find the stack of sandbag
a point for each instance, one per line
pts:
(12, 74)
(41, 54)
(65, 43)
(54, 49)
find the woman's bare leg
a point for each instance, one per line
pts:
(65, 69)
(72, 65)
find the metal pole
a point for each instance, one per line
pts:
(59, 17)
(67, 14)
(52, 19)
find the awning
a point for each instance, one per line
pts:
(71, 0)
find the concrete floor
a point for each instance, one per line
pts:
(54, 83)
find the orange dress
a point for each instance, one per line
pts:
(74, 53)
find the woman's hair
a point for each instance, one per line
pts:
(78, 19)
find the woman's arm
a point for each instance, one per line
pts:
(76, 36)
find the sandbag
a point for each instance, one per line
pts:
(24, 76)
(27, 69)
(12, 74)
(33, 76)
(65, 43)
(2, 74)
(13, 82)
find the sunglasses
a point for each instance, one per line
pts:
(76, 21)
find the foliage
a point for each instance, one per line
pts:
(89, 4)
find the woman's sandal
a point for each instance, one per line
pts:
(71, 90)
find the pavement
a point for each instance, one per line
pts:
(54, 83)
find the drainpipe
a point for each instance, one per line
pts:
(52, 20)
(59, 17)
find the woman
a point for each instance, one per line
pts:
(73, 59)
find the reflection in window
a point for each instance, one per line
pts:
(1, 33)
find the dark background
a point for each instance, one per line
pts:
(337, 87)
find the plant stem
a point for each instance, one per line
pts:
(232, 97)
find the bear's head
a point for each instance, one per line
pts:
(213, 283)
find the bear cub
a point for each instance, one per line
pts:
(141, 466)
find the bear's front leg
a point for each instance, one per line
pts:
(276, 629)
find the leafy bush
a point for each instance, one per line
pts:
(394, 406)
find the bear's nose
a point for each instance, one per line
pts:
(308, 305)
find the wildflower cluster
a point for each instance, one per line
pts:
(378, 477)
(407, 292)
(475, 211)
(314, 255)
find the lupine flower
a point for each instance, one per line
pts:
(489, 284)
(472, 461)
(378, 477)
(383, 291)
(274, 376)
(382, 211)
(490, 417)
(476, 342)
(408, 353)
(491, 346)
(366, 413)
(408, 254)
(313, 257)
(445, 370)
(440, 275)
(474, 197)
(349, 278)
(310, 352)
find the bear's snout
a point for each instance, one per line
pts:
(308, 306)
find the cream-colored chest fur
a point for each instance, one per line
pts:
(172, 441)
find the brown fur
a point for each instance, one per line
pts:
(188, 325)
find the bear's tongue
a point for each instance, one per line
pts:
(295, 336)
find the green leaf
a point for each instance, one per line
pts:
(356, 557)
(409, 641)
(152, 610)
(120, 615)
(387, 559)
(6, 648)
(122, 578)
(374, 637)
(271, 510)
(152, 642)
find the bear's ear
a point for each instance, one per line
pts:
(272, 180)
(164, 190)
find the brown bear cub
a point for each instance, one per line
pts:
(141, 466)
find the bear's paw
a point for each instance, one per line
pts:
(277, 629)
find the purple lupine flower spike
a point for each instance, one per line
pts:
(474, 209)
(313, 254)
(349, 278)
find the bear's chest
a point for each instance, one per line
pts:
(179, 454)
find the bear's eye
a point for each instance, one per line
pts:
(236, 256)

* * * * *

SET EXERCISE>
Exactly as written above, please repeat the entries.

ANSWER FOR THE TASK>
find the stack of sandbag
a point for each instance, one per line
pts:
(12, 74)
(41, 54)
(65, 43)
(54, 49)
find the woman's bare leg
a point for each instance, one per line
pts:
(65, 69)
(72, 65)
find the metal pole
a point for each instance, one per line
pts:
(59, 17)
(67, 14)
(52, 19)
find the awning
a point for each instance, one per line
pts:
(71, 0)
find the concrete floor
a point for each instance, one per line
pts:
(54, 83)
find the orange dress
a point for each instance, one per line
pts:
(74, 53)
find the woman's hair
a point for each instance, one per line
pts:
(78, 19)
find the woman's arm
a point for each instance, one per line
pts:
(76, 36)
find the sandbag
a point for each instance, one per line
pts:
(24, 76)
(27, 69)
(12, 74)
(33, 76)
(65, 43)
(2, 74)
(13, 82)
find the sunglasses
a point for each instance, one per line
pts:
(76, 21)
find the foliage
a point for each instance, one per line
pts:
(89, 4)
find the woman's sandal
a point for each instance, one per line
pts:
(71, 90)
find the pavement
a point for each instance, one per line
pts:
(54, 83)
find the drainpipe
a point for each instance, one per line
pts:
(52, 20)
(59, 17)
find the woman
a point for each instance, one per line
pts:
(73, 59)
find the reflection in window
a point for each instance, one per line
pts:
(1, 33)
find the dark background
a point for each instance, one per line
pts:
(337, 87)
find the plant stem
a point for each instance, one per line
pts:
(232, 97)
find the bear's head
a point for each instance, one per line
pts:
(213, 283)
find the bear cub
a point for each instance, one per line
pts:
(141, 466)
find the bear's front leg
a point for each instance, one per line
pts:
(276, 629)
find the leafy bush
a point for each instance, one per line
pts:
(394, 406)
find the bear's nose
a point for each instance, one per line
pts:
(308, 305)
find the wildflower cluster
a point for each instance, one per line
pts:
(378, 477)
(407, 292)
(475, 211)
(314, 255)
find the lupine flower
a point for each instance, one per line
pts:
(489, 284)
(472, 461)
(378, 477)
(383, 291)
(274, 376)
(382, 211)
(490, 417)
(476, 342)
(408, 353)
(491, 346)
(366, 413)
(408, 254)
(313, 257)
(445, 370)
(440, 275)
(474, 197)
(349, 278)
(310, 352)
find the bear's snout
a point for each instance, one per line
pts:
(308, 306)
find the cream-colored chest fur
a point for each instance, one per line
pts:
(172, 441)
find the brown fur
a point for each instance, one per line
pts:
(188, 325)
find the bear's tongue
a point for each instance, one per line
pts:
(295, 336)
find the green leaf
a point for each instance, one per line
pts:
(356, 557)
(409, 641)
(152, 610)
(120, 615)
(387, 559)
(6, 648)
(122, 578)
(374, 637)
(271, 510)
(152, 642)
find the bear's ear
a point for each instance, one per line
pts:
(272, 180)
(164, 190)
find the brown bear cub
a point for each instance, one per line
pts:
(141, 466)
find the bear's paw
a point for each instance, one per line
pts:
(277, 629)
find the purple lupine flower spike
a point for each instance, one per line
pts:
(474, 209)
(313, 254)
(349, 278)
find the bear's chest
a point for each instance, one per line
pts:
(179, 454)
find the bear's eye
a point for each instance, one per line
pts:
(236, 256)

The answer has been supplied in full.